▶ **Task**
Reproduce each of the rows below word for word, omitting the pictures.

Start Data supplied

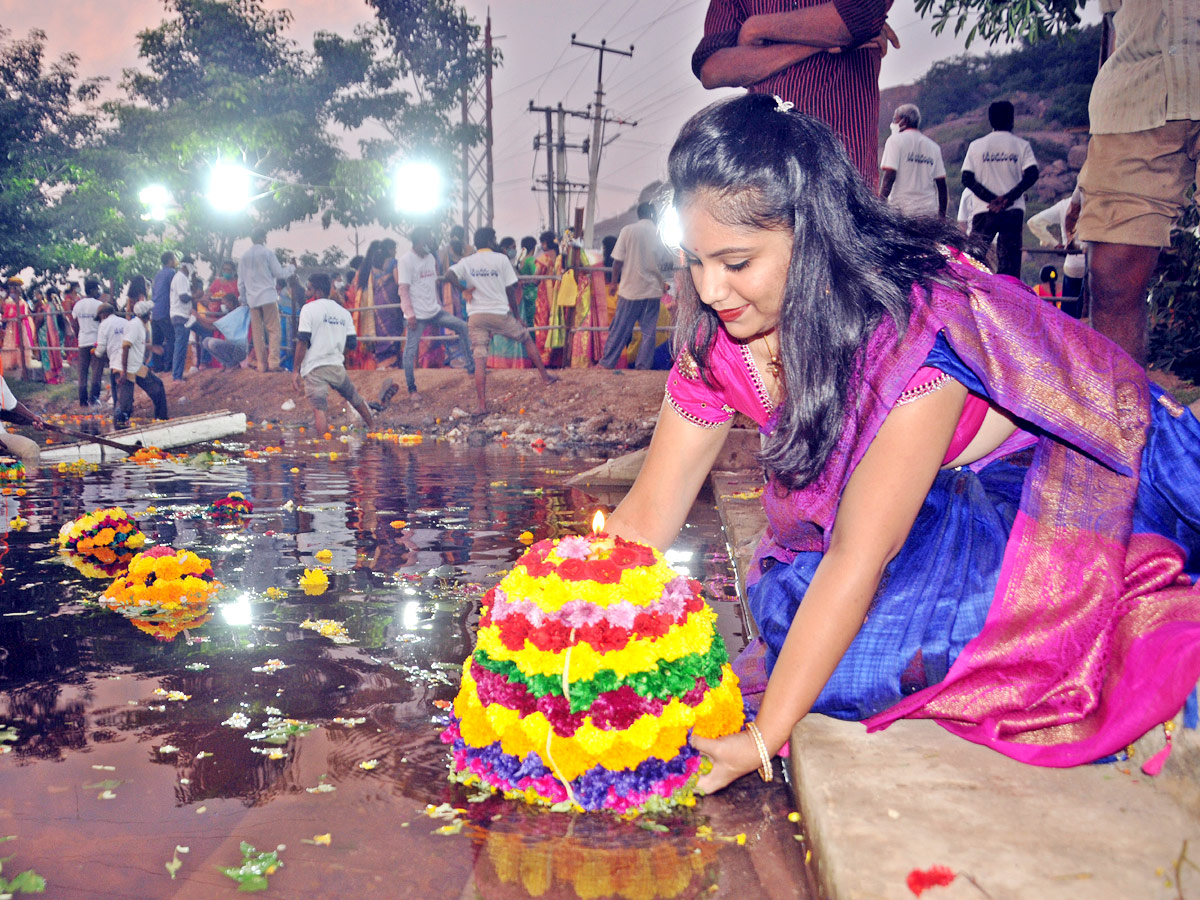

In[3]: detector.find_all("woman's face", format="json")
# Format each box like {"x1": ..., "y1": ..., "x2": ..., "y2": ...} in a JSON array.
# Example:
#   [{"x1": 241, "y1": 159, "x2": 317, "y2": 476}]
[{"x1": 679, "y1": 198, "x2": 792, "y2": 341}]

End Data supplied

▶ **Written reply**
In[3]: detector.find_all("woman's face", format="json")
# Format each box like {"x1": ..., "y1": ..., "x2": ..., "y2": ...} in a JSON array.
# Example:
#   [{"x1": 241, "y1": 159, "x2": 317, "y2": 476}]
[{"x1": 679, "y1": 198, "x2": 792, "y2": 341}]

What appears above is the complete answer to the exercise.